Nothing but the lines from the one that contains "Point out every instance of the electrical" through the end of the listing should appear, set down exactly.

[MATERIAL TO PROCESS start]

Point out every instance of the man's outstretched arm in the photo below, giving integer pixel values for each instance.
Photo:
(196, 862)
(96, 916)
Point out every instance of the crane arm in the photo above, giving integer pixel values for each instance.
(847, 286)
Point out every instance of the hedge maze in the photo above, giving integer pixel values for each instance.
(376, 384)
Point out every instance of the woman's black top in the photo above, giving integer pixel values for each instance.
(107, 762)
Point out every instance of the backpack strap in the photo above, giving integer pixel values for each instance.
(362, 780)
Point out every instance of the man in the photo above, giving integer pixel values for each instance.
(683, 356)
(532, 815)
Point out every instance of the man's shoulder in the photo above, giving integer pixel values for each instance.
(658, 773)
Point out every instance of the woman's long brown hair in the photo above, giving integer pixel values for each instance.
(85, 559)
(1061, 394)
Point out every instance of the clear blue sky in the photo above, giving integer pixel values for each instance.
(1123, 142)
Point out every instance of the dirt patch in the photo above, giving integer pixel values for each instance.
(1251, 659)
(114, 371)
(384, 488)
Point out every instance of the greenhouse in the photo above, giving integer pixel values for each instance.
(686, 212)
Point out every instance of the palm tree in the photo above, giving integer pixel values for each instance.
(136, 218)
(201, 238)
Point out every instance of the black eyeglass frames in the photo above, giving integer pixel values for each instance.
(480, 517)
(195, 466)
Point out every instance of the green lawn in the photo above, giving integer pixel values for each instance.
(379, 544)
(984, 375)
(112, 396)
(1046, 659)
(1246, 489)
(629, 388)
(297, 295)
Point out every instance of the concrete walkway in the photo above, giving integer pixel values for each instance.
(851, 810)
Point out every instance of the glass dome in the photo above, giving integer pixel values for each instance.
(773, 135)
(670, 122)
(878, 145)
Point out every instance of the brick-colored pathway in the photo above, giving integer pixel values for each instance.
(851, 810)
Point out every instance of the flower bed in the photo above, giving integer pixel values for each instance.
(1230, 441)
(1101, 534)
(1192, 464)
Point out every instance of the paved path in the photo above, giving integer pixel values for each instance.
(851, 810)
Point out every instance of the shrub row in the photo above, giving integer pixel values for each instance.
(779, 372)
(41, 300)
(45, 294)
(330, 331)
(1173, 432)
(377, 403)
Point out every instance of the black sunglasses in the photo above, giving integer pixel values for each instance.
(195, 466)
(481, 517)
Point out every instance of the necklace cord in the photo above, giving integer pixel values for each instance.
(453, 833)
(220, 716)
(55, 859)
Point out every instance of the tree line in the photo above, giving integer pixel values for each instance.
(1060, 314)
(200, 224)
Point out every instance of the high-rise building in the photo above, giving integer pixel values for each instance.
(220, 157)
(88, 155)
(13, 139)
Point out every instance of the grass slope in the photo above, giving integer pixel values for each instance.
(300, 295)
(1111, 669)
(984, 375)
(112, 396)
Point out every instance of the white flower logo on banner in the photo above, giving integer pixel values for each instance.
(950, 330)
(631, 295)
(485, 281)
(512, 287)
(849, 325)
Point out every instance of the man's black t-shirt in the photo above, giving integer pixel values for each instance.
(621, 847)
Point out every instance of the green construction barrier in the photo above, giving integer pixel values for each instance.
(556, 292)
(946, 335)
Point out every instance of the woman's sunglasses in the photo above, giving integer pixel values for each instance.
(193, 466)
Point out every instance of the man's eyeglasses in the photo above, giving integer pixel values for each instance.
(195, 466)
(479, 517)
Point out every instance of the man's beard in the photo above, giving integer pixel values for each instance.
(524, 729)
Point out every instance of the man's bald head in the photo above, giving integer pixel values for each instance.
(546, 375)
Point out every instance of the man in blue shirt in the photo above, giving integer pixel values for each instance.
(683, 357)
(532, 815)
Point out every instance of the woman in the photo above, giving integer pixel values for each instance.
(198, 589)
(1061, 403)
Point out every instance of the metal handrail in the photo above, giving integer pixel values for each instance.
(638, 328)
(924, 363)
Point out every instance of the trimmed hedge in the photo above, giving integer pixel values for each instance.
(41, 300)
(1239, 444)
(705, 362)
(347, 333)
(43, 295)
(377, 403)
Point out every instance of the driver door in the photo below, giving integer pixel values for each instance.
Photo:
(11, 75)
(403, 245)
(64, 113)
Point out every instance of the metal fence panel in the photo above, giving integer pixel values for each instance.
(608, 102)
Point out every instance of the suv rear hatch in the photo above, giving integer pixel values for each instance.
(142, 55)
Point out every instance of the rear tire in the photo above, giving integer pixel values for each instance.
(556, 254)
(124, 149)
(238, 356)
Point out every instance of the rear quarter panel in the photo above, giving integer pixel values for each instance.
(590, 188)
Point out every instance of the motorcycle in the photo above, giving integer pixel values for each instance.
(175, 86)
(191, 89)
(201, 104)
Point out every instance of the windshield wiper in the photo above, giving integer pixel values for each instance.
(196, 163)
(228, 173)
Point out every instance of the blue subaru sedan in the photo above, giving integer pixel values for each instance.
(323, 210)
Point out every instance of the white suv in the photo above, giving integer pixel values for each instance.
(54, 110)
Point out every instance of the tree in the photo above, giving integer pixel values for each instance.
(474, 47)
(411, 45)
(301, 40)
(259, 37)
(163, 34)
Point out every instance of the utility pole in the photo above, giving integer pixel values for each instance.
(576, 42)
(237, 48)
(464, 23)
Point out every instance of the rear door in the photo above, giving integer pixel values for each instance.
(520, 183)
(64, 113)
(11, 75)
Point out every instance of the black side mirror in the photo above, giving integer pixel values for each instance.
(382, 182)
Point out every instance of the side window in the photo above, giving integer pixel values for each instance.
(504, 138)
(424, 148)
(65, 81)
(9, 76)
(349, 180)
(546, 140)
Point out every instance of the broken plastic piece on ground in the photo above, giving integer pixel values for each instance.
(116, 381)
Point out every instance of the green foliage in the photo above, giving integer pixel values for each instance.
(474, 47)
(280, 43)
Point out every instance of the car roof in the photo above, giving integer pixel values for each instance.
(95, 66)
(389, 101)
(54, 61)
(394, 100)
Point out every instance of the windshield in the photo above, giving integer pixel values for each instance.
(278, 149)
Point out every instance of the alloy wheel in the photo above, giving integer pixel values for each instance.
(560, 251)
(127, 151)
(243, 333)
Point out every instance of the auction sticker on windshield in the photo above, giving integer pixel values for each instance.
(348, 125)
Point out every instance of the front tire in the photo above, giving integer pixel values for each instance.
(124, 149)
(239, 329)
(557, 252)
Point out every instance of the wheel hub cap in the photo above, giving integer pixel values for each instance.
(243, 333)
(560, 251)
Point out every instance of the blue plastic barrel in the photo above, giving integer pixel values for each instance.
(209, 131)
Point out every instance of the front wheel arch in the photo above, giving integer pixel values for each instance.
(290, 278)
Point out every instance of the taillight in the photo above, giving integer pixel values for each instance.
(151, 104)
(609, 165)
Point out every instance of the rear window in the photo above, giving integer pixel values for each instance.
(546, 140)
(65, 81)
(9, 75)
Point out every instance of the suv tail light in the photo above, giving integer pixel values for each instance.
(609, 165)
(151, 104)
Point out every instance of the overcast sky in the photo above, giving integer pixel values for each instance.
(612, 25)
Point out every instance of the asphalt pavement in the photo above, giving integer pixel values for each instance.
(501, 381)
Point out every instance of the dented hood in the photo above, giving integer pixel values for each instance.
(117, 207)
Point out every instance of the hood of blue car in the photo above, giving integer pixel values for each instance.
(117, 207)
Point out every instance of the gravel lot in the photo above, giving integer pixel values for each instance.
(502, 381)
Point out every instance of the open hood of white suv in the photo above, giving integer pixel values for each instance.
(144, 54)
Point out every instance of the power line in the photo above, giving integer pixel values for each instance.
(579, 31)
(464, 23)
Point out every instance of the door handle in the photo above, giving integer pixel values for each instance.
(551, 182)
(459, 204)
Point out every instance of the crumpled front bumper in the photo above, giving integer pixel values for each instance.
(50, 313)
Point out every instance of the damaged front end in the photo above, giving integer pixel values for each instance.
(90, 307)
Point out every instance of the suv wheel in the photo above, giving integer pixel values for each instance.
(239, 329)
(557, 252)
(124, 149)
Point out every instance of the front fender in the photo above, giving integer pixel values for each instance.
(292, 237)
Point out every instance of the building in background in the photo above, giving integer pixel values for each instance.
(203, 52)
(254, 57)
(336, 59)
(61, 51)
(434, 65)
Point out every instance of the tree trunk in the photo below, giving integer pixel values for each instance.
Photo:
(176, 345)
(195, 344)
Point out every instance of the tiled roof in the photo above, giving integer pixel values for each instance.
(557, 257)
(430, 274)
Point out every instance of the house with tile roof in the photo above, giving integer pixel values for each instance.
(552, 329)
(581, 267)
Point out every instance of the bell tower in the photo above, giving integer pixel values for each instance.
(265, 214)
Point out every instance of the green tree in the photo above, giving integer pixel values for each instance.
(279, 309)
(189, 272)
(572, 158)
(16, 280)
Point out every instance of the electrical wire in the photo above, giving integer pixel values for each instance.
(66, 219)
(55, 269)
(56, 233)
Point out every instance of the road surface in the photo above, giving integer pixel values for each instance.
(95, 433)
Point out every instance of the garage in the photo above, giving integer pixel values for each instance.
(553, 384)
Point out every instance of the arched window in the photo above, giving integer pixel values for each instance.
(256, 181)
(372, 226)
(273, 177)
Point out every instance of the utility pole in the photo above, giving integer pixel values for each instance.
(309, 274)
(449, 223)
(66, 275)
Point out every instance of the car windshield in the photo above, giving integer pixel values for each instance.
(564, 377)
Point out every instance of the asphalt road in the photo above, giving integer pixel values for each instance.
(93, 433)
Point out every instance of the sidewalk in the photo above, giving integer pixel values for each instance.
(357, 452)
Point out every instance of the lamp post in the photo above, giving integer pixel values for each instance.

[MATERIAL TO PROCESS end]

» WRITTEN REPLY:
Point out every instance of the electrical wire in the photo above, giving integer pixel values for each instance.
(66, 219)
(55, 269)
(56, 233)
Point out every instance of the road surface in the photo above, giving integer pixel values for each instance.
(95, 433)
Point out every instance of the garage in the photo above, giving integer pixel values for each instance.
(553, 384)
Point out every instance of the arched window in the photo above, giving integer pixel values for each instance.
(256, 181)
(372, 226)
(273, 177)
Point out every instance of the utility pole in the photo above, giving integer pixel values for each instance.
(309, 274)
(449, 223)
(66, 275)
Point out every instance of the car windshield in the photo above, giving integer pixel values for each instance.
(564, 377)
Point out every instance of the asphalt road in the photo above, giving integer pixel values for each instance.
(93, 433)
Point out every instance of the sidewalk in the photo above, giving integer pixel values for each instance.
(357, 452)
Point out every instance of the lamp post in the photo above, giving integer pixel values for each instance.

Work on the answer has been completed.